課題について >> 多汗症の解説文のうち、「塩化アルミニウムには、皮膚組織を収斂させる作用があります。」で始まり「皮膚がヒリヒリするようなときは使用を中止します。」まで続く部分を、一字も変えずに書き写してください。

抜粋テキスト >>
多汗症について

多汗症治療のイメージ写真

多汗症は、エクリン汗腺からの発汗が著しく亢進してしまい、日常生活に支障をきたすほどの影響が生じている状態です。
この中には、全身にみられる全身性多汗症と、体の一部(手足や額、わき)に限定的にみられる局所性多汗症があります。
全身性多汗症としては、高温多湿の環境、運動時といった生理的に多汗であるというほかに高熱やバセドウ病、糖尿病などの疾患を発症している方、妊娠や肥満といったことも考えられます。
一方の局所性多汗症は情緒性発汗が多いとされ、精神的緊張によるものだったり、該当する局所が汗を掻きやすい体質であるのではないかと言われています。
いずれにしても、汗を大量に掻く理由がよくわからない場合は、その原因を探り、下表のような治療を行います。

多汗症の治療

  • 塩化アルミニウム外用
  • 水道水イオントフォレーシス療法
  • ボトックス治療
  • 内服抗コリン薬
  • 外用の抗コリン薬

塩化アルミニウム外用

塩化アルミニウムには、皮膚組織を収斂させる作用があります。
そのため、塩化アルミニウムを患部に塗布することにより、汗腺の穴を塞いで汗の量を減らすことができます。
塗り薬なので、手足やわきなどに限局して使用します。

ただし、刺激性が強いので、傷がある部位などへの使用は控えます。
皮膚がヒリヒリするようなときは使用を中止します。

水道水イオントフォレーシス療法

水道水イオントフォレーシス療法は、多汗症の部位(手のひら、足の裏 等)を水道水に浸し、微弱な電流(10~20mA)を通す治療法です。

収集したデータ項目

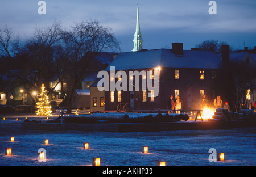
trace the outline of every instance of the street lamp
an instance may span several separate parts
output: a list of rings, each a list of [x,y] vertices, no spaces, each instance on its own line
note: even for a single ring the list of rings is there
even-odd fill
[[[19,91],[22,94],[22,104],[24,105],[25,103],[24,102],[24,90],[23,89],[20,89]]]

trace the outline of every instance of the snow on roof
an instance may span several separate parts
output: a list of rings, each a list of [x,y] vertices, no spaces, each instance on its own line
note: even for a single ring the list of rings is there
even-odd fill
[[[250,55],[253,57],[255,61],[256,61],[256,53],[250,53]]]
[[[85,77],[84,78],[84,79],[82,79],[82,81],[95,81],[97,79],[97,74],[98,72],[87,72],[87,74],[85,74]]]
[[[221,60],[213,52],[183,50],[176,56],[171,50],[160,49],[121,53],[106,69],[115,66],[116,70],[151,68],[157,66],[218,69]]]
[[[90,90],[87,89],[76,89],[76,92],[77,95],[90,95]]]

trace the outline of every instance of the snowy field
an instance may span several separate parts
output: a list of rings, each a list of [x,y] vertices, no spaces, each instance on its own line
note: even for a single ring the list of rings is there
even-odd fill
[[[251,166],[256,165],[256,128],[157,132],[49,132],[21,129],[24,120],[0,120],[1,166]],[[15,141],[10,142],[10,137]],[[43,144],[44,139],[49,145]],[[89,143],[89,149],[82,148]],[[148,153],[142,153],[148,147]],[[5,154],[10,148],[12,155]],[[225,161],[212,162],[210,148],[225,153]],[[39,162],[38,150],[46,151]]]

解答 >>
塩化アルミニウムには、皮膚組織を収斂させる作用があります。
そのため、塩化アルミニウムを患部に塗布することにより、汗腺の穴を塞いで汗の量を減らすことができます。
塗り薬なので、手足やわきなどに限局して使用します。

ただし、刺激性が強いので、傷がある部位などへの使用は控えます。
皮膚がヒリヒリするようなときは使用を中止します。